* _Excerpt_
☆ ☆ ☆ ☆ ☆ ☆ ☆

WHEREAS, in order to induce the Company to enter into this Agreement, APH and HAM have also agree to return to the Company for cancellation portion of the APH Stock and all of the HAM Stock, respectively.

WHEREAS, the Parties to this Agreement now desire to terminate any and all agreements between them and to resolve all disputes existing between them.

NOW, THEREFORE, in consideration of the mutual promises, releases, and payments provided for herein, the Parties hereto agree as follows:
1. Obligations Among the Parties. By the Parties executing this Agreement, in consideration of the termination of the APH Note and the HAM Note and the cancellation of the APH Stock and the HAM Stock, subject to all payments being made to the Company by Triple under the Annulment, the Company hereby provides CDOO, as the assignee of HAM and APH, with the ability to foreclose on all shares of Triple (or any other contractual rights) held by the Company in consideration of the termination of the APH Note and the HAM Note, which are presently in default. HAM and APH shall deliver the certificates representing the HAM Stock  and  APH Stock to the Company for cancellation.  As a result of the cancellation of the APH Stock and the HAM Stock, APH and HAM will no longer own securities in the Company and the Company will have 34,254,085 shares of common stock issued and outstanding (49,254,085 shares of common stock on fully diluted basis).  The Company shall deliver the New Note to CDOO.

☆ ☆ ☆ ☆ ☆ ☆ ☆

Position identification records:
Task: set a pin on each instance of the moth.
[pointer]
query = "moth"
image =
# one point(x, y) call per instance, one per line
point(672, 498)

☆ ☆ ☆ ☆ ☆ ☆ ☆

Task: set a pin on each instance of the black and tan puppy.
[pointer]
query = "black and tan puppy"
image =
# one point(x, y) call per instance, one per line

☆ ☆ ☆ ☆ ☆ ☆ ☆

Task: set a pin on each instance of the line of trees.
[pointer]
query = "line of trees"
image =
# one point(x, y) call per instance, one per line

☆ ☆ ☆ ☆ ☆ ☆ ☆

* _Set exercise_
Rewrite the agreement between "WHEREAS, in order" and "existing between them.", inclusive, substituting "claims" for "disputes". These entries come from a source other than the agreement.

* _Exercise response_
WHEREAS, in order to induce the Company to enter into this Agreement, APH and HAM have also agree to return to the Company for cancellation portion of the APH Stock and all of the HAM Stock, respectively.

WHEREAS, the Parties to this Agreement now desire to terminate any and all agreements between them and to resolve all claims existing between them.